-- PAGE EXCERPT follows --
Pandemic and change

The world is changing rapidly and we started to change with it. It is not easy to adapt to such big changes at a fast pace. We should not forget that we are in a common mourning process with millions of people we do not know. By staying in quarantine, we begin to listen not only to our body, but also to our soul.

The coronavirus epidemic started an anxiety epidemic at the same time. It is normal to feel feelings of fear, anxiety, sadness, and uncertainty during a pandemic. Many of us have begun to question not only the virus but also our identity. The concept of “who am I” is formed in a network of interconnected roles and relationships. Since we stay away from the outside world during the quarantine process, our concept of “identity” may also be affected. To suddenly lose those who come from the outside world and give us meaning can put us in the first shock. Afterward, many of those affected may feel helpless and angry. Unless we are aware of it and deal with it strategically, this can have tragic consequences for ourselves and others. If you feel like you are losing your sense of self, then you may be experiencing a loss of meaning in your life.

All of our lives matter and we want to feel like we belong somewhere. For this reason, it is important to include activities that will make sense to our inner world every day. Doing something meaningful every day, even if only for a short time, will give you a sense of purpose and identity.
-- PAGE EXCERPT concluded --
-- SOURCE DATA follows --
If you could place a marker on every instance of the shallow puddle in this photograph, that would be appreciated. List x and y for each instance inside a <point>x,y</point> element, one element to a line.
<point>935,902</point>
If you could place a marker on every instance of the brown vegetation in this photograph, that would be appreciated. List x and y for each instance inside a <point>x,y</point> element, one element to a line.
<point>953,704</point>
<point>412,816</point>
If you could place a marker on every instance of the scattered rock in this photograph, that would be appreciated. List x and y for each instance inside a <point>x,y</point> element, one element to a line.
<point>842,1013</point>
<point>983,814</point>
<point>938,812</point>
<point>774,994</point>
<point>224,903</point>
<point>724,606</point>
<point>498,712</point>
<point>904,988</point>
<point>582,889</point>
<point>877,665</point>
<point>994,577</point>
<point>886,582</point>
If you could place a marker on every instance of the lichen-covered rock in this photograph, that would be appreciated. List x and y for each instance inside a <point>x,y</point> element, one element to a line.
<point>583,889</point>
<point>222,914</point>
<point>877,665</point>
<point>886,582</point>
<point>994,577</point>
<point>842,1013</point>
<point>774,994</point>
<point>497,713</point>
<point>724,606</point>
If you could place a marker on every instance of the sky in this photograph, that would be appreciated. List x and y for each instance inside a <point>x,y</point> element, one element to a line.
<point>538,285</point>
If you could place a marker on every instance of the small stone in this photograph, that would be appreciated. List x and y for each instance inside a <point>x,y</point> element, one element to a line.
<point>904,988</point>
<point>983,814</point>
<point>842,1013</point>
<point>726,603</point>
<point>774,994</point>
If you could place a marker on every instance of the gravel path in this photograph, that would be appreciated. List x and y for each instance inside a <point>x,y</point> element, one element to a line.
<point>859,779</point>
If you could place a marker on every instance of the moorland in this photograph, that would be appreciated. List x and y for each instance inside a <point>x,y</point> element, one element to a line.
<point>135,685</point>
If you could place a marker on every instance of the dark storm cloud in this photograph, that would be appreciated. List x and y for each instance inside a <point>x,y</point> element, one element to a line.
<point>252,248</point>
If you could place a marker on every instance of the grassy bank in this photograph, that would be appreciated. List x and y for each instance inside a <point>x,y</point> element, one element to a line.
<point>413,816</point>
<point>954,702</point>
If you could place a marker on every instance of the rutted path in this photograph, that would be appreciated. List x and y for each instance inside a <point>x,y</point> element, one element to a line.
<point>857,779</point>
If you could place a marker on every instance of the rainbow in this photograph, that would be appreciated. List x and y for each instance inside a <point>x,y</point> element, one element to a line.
-- SOURCE DATA concluded --
• _EXERCISE AIM_: According to the essay "Pandemic and change," what does doing something meaningful every day give you? These rows come from a separate source, not from the essay.

• _REPLY TO THE EXERCISE_: A sense of purpose and identity.